Exercise details = List every line of the data below that contains the word "feathers".

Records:
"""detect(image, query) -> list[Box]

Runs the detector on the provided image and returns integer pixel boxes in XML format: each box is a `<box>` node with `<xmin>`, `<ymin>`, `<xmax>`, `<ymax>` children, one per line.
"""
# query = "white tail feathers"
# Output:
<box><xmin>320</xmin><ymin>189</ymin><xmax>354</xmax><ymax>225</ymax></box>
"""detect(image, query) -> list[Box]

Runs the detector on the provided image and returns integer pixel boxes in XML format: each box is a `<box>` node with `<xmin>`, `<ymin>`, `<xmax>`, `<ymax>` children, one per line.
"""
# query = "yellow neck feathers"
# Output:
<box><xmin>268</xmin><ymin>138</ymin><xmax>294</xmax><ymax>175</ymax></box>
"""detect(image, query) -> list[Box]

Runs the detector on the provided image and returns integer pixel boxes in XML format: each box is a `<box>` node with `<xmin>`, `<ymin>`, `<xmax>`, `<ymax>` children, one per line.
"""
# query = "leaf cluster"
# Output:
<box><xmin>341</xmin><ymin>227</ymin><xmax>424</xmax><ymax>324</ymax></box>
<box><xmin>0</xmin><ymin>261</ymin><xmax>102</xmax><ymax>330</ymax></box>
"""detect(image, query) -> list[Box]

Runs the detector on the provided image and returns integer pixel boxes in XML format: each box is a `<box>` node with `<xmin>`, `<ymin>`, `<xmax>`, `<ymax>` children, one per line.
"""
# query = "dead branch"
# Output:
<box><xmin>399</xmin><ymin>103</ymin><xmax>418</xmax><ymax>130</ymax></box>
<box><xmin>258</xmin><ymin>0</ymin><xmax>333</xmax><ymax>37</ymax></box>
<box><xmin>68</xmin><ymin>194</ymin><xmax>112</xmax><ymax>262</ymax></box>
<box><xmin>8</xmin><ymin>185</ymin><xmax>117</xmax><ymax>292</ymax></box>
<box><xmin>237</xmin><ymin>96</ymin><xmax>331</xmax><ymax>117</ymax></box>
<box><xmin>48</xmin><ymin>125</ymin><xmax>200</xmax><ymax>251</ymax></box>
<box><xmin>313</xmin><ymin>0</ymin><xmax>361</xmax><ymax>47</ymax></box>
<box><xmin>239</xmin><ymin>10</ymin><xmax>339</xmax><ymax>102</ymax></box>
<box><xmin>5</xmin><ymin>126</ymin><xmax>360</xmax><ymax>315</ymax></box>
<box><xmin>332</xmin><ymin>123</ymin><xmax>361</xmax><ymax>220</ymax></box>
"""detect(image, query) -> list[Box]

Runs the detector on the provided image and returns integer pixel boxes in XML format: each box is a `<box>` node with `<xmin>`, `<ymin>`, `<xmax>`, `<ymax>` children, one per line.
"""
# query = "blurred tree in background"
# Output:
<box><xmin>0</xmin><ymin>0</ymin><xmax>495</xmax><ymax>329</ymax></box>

Output for this exercise =
# query = "white tail feathers"
# query = "yellow neck feathers"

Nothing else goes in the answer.